§ THE EXERCISE
Gather every line in the items below that contains the word "teal", and list those lines in the order they appear.

§ LISTED RECORDS
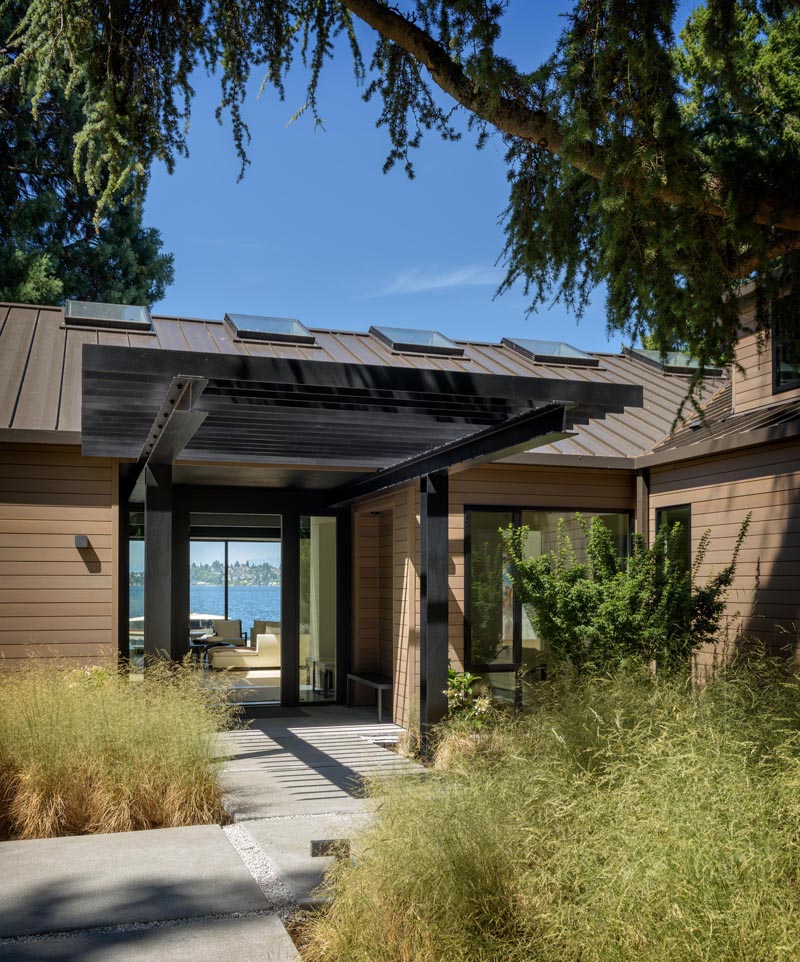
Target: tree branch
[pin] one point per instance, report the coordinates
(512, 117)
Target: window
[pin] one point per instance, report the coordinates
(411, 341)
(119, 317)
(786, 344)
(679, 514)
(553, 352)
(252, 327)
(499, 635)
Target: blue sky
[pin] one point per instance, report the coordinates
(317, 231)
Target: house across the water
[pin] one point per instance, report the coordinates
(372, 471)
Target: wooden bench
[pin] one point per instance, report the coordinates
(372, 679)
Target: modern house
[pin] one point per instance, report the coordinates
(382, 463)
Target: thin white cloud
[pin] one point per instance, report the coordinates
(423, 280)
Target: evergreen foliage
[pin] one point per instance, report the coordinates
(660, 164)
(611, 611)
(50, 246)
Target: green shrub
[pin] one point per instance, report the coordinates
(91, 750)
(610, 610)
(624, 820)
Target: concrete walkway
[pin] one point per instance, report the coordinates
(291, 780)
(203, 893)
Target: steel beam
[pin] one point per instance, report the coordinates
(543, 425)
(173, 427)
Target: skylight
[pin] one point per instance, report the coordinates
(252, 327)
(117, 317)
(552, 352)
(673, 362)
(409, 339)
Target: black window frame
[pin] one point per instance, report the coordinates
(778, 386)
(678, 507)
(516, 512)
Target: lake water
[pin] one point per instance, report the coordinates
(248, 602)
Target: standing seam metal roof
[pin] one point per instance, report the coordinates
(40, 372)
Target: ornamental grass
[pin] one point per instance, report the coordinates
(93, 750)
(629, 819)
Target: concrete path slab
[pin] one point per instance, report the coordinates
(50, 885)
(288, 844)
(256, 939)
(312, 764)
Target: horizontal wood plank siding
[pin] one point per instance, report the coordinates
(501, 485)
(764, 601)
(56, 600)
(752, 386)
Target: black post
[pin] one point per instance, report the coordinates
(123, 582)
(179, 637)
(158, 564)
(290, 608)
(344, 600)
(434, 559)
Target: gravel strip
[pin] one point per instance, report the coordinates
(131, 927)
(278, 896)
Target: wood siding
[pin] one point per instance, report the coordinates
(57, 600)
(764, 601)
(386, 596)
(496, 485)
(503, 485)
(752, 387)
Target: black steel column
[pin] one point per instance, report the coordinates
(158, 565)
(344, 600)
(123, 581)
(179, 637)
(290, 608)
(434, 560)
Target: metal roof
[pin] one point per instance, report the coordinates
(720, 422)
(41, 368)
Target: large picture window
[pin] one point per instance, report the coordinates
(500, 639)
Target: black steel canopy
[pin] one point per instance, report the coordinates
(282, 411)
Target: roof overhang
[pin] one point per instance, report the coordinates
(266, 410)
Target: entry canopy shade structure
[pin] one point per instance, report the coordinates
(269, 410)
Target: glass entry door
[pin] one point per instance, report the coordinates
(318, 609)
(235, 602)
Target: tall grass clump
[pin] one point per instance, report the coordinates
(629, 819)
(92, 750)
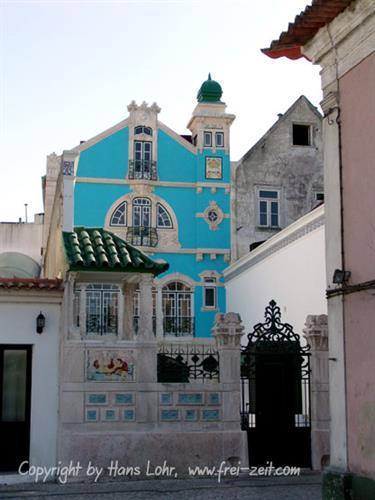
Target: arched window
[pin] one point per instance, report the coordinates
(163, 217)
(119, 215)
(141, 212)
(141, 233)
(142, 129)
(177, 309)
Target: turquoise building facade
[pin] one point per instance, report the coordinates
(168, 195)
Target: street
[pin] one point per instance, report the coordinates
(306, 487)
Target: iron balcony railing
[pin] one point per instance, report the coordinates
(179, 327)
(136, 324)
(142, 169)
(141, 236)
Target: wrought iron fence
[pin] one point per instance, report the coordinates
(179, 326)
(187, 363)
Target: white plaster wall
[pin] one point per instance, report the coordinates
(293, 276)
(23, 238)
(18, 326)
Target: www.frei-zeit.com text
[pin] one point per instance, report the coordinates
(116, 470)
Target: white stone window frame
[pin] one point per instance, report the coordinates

* * *

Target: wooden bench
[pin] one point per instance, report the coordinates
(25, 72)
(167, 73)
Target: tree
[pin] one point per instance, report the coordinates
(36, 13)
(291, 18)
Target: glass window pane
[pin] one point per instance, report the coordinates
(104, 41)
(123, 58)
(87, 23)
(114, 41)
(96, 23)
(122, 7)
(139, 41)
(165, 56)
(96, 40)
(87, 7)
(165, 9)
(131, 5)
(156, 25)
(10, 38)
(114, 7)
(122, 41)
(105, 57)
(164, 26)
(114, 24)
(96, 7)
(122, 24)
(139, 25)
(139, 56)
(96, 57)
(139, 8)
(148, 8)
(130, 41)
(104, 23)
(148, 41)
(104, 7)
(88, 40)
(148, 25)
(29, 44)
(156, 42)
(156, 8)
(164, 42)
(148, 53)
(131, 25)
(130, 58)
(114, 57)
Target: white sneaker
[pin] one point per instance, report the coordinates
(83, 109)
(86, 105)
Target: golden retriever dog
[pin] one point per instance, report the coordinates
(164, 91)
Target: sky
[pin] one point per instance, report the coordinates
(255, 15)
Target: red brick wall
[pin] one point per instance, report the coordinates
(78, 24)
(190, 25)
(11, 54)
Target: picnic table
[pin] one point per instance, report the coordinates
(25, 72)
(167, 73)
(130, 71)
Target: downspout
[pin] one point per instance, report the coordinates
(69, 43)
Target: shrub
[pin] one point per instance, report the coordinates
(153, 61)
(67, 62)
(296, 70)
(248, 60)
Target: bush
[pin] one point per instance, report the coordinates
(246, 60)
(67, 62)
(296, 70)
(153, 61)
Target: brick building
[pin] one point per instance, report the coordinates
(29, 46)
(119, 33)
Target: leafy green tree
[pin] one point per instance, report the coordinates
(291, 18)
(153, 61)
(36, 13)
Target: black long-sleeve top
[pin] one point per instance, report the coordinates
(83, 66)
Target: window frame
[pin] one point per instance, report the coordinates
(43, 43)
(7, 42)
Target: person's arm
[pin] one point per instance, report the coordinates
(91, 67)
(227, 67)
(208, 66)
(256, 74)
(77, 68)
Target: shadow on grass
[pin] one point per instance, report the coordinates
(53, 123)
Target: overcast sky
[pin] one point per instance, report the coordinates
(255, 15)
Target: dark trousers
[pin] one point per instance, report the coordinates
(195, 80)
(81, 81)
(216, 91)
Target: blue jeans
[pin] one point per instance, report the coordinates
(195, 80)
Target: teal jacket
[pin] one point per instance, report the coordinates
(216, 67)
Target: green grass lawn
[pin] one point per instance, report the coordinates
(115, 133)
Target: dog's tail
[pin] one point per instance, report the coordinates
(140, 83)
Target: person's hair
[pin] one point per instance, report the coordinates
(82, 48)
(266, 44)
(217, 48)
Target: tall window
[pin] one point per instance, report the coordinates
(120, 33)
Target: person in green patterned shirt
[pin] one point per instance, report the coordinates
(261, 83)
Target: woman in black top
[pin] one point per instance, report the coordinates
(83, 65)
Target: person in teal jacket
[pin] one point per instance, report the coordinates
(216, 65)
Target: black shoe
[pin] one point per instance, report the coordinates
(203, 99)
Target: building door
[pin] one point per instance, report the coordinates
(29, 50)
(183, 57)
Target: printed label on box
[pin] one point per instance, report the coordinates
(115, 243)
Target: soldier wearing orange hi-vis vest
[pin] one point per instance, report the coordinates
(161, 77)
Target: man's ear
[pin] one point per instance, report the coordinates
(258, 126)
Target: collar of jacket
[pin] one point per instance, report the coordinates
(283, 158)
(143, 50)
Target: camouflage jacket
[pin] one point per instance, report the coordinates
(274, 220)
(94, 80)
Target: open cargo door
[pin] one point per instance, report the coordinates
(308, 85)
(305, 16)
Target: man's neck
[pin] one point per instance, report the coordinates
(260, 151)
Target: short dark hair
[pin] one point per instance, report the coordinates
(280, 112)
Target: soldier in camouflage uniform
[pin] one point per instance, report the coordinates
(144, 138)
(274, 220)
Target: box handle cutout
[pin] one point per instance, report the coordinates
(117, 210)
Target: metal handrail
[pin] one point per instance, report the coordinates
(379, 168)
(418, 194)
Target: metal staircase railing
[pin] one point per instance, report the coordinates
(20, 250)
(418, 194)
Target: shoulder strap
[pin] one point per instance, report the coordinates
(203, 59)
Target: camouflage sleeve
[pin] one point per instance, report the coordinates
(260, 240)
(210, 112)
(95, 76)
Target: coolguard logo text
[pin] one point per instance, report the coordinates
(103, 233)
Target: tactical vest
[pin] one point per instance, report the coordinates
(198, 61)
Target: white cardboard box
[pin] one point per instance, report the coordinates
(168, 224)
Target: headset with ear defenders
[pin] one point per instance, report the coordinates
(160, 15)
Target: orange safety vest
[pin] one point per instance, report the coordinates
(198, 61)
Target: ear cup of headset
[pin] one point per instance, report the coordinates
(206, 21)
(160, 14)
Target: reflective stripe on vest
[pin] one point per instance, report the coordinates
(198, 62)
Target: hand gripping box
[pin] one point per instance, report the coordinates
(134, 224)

* * *

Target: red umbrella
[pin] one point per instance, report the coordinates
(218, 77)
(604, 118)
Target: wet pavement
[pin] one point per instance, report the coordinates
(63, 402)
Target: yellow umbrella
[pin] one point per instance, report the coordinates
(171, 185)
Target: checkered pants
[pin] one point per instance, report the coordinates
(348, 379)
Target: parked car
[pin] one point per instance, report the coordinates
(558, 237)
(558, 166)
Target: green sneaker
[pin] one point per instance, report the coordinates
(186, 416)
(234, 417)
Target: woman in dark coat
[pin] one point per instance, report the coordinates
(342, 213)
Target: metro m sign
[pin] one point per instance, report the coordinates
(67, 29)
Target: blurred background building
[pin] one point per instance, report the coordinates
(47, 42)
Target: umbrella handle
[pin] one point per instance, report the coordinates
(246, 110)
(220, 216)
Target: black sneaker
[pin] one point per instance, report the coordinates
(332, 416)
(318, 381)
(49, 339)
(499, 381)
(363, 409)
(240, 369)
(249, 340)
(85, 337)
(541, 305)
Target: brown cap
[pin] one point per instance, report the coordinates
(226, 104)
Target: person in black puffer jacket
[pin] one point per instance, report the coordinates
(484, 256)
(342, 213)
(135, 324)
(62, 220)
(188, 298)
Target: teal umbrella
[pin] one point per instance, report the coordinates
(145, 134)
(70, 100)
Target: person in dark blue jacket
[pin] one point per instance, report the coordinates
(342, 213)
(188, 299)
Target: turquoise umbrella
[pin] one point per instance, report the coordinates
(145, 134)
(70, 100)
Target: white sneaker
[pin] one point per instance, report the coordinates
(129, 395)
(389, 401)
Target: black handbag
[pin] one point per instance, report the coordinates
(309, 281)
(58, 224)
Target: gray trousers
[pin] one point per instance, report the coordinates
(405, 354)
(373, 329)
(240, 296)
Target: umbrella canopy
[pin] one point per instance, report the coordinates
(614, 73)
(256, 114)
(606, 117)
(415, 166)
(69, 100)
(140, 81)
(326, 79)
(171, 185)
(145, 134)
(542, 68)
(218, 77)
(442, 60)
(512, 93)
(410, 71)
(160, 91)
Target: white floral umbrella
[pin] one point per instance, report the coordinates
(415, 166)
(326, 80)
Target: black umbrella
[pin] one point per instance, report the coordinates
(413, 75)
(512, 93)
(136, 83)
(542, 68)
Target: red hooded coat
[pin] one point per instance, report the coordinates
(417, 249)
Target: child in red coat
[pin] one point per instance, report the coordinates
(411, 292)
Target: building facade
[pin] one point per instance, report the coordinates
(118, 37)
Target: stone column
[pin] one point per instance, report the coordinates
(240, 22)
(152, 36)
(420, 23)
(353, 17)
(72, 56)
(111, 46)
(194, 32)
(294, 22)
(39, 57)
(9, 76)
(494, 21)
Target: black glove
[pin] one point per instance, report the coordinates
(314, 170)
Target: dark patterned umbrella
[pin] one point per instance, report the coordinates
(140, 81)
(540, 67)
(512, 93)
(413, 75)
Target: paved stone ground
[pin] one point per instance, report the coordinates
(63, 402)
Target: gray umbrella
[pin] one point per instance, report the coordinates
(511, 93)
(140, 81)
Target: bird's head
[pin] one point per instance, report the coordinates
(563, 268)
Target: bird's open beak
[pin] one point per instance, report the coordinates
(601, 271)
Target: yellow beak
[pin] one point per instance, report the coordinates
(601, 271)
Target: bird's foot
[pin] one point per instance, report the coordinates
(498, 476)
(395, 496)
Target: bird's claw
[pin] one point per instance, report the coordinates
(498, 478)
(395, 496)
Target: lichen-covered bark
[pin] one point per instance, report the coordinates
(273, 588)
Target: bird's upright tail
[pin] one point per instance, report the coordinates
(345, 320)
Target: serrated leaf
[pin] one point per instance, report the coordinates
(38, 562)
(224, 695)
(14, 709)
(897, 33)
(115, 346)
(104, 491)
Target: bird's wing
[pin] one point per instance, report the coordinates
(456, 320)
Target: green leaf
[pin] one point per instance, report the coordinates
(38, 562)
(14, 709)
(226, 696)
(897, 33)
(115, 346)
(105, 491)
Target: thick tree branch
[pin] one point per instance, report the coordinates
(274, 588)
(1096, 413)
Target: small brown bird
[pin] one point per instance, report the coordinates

§ RESPONSE FOR THIS EXERCISE
Target: teal jacket
Target: person in teal jacket
Target: teal umbrella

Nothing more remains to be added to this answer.